- [Problem to work on]
In the records below, locate the line containing "Pick out the team"; output that line and every following line through the last, exactly.

━━━━━ Extracted information ━━━━━

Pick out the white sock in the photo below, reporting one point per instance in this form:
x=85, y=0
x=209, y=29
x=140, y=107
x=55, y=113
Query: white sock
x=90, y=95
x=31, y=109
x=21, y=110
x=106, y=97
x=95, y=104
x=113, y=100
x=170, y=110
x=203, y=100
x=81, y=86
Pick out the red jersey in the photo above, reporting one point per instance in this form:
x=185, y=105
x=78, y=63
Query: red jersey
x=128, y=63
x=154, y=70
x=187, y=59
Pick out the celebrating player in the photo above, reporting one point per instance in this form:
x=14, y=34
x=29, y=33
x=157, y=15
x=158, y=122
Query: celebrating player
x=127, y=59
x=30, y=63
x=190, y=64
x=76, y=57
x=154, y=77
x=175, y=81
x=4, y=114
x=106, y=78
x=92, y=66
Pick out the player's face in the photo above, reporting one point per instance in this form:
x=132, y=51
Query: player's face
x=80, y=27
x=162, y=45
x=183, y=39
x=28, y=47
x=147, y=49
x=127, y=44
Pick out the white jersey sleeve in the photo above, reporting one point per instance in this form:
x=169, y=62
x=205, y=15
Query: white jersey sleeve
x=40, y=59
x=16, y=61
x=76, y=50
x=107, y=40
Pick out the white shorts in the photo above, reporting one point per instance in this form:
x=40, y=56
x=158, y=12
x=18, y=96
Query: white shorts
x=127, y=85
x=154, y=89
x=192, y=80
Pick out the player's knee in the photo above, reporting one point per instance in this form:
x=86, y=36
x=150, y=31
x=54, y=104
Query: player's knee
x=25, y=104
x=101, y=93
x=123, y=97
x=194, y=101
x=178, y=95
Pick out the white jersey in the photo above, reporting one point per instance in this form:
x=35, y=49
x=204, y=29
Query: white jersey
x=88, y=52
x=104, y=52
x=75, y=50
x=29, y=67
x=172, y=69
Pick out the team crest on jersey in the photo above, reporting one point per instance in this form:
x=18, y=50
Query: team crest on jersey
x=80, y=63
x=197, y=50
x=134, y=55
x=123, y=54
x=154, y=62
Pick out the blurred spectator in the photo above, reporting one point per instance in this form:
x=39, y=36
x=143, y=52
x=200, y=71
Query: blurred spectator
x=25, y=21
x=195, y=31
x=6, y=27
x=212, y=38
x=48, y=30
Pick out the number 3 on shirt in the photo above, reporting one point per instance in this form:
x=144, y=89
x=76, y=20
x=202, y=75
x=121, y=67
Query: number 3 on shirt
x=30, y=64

━━━━━

- [Full answer]
Pick out the team crest on jersey in the photo above, reporting one point per instance in this form:
x=18, y=50
Query: team crest on jersey
x=80, y=63
x=197, y=50
x=134, y=55
x=123, y=54
x=154, y=62
Pick out the blurred spectator in the photo above, reporting one point per instance in this form:
x=39, y=36
x=143, y=52
x=200, y=71
Query: blurred spectator
x=25, y=21
x=195, y=31
x=6, y=27
x=212, y=38
x=48, y=30
Pick out the number 3 on shirt in the photo above, reporting one point per instance in this form:
x=144, y=89
x=76, y=20
x=202, y=75
x=121, y=67
Query: number 3 on shirt
x=30, y=64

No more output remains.